**CONSIGNE ÉCRITE 1**
Indiquez si chacune des affirmations suivantes concorde avec l'extrait, en répondant par oui ou par non et en citant textuellement les mots décisifs. (a) Side 3 est l'ensemble de colonies le plus proche de la Terre. (b) Plus de la moitié des populations de la Terre et des Sides a été décimée. (c) La guerre a pris fin huit mois après le début des hostilités.
**CONSIGNE ÉCRITE 2**
Recopiez le passage de l'extrait situé entre « En l'an 0079 » et « leurs propres actions. », bornes incluses, en remplaçant « Duché de Zeon » par « Principauté de Zeon ».

Depuis la nuit des temps, l'humanité a toujours rêvé d'explorer la mer d'étoiles qui s'étend à perte de vue au dessus de nos têtes. Le jour où elle partit à la découverte de ce nouveau monde marqua l'avènement d'une nouvelle ère: l'Universal Century. Le surplus de population de la Terre partit vivre dans de gigantesques cylindres en orbite autour de la Terre, les colonies "Sides". A l'intérieur de ces colonies s'étend un monde reproduisant l'écosystème terrestre. Les gens y naissent, y vivent et y meurent.
En l'an 0079 de l'Universal Century, l'ensemble de colonies Side 3, le plus éloigné de la Terre, s'autoproclame Duché de Zeon et revendique son indépendance du gouvernement fédéral terrestre. Cette déclaration de guerre déclencha le premier grand conflit spatial de l'histoire de l'humanité opposant le Duché de Zeon à la Fédération Terrestre qui gouverne la planète natale de l'humanité et qui impose sa domination sur les Sides. Ce conflit vit l'apparition de nouvelles armes révolutionnaires, les Mobile Suits, qui allaient rapidement devenir le nouveau visage de la guerre. Huit mois après le début des hostilités, cette guerre d'indépendance s'est enlisée dans le statut-quo. Plus de la moitié des populations respectives de la Terre et des Sides a été décimée. Les hommes ont appris à craindre leurs propres actions.

**LIGNES DE DONNÉES**

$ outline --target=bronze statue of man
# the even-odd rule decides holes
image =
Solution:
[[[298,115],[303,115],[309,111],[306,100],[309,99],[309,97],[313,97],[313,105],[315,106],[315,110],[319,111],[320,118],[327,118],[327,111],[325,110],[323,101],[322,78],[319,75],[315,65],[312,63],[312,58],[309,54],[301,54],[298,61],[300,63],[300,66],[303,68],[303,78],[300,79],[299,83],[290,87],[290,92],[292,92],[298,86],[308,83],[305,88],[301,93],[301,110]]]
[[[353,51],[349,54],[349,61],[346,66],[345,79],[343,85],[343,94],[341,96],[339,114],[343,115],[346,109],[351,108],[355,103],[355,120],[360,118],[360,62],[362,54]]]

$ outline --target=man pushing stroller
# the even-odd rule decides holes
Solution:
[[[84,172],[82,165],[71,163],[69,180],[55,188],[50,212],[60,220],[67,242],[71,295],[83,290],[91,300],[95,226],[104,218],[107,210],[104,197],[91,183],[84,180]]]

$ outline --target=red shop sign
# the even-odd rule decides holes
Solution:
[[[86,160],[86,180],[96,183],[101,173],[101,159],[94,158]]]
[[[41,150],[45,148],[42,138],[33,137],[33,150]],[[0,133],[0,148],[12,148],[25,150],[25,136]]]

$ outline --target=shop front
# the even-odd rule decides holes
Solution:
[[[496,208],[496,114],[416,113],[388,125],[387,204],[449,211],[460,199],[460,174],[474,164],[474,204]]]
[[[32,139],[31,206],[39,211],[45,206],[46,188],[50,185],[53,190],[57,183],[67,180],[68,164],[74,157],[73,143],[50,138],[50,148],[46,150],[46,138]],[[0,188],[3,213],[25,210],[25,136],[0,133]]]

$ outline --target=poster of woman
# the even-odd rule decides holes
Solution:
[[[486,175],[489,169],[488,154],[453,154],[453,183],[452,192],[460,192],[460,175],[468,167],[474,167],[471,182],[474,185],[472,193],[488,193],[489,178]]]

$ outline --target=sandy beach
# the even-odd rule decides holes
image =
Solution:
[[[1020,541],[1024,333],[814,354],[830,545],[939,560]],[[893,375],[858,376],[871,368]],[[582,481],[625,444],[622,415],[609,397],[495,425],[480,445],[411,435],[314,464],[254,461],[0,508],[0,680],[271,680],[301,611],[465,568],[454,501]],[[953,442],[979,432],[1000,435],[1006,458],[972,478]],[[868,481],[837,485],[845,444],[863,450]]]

**SOLUTION DÉTAILLÉE 1**
(a) Non : « le plus éloigné de la Terre ».
(b) Oui : « Plus de la moitié des populations respectives de la Terre et des Sides a été décimée ».
(c) Non : « Huit mois après le début des hostilités, cette guerre d'indépendance s'est enlisée dans le statut-quo ».

**SOLUTION DÉTAILLÉE 2**
En l'an 0079 de l'Universal Century, l'ensemble de colonies Side 3, le plus éloigné de la Terre, s'autoproclame Principauté de Zeon et revendique son indépendance du gouvernement fédéral terrestre. Cette déclaration de guerre déclencha le premier grand conflit spatial de l'histoire de l'humanité opposant le Principauté de Zeon à la Fédération Terrestre qui gouverne la planète natale de l'humanité et qui impose sa domination sur les Sides. Ce conflit vit l'apparition de nouvelles armes révolutionnaires, les Mobile Suits, qui allaient rapidement devenir le nouveau visage de la guerre. Huit mois après le début des hostilités, cette guerre d'indépendance s'est enlisée dans le statut-quo. Plus de la moitié des populations respectives de la Terre et des Sides a été décimée. Les hommes ont appris à craindre leurs propres actions.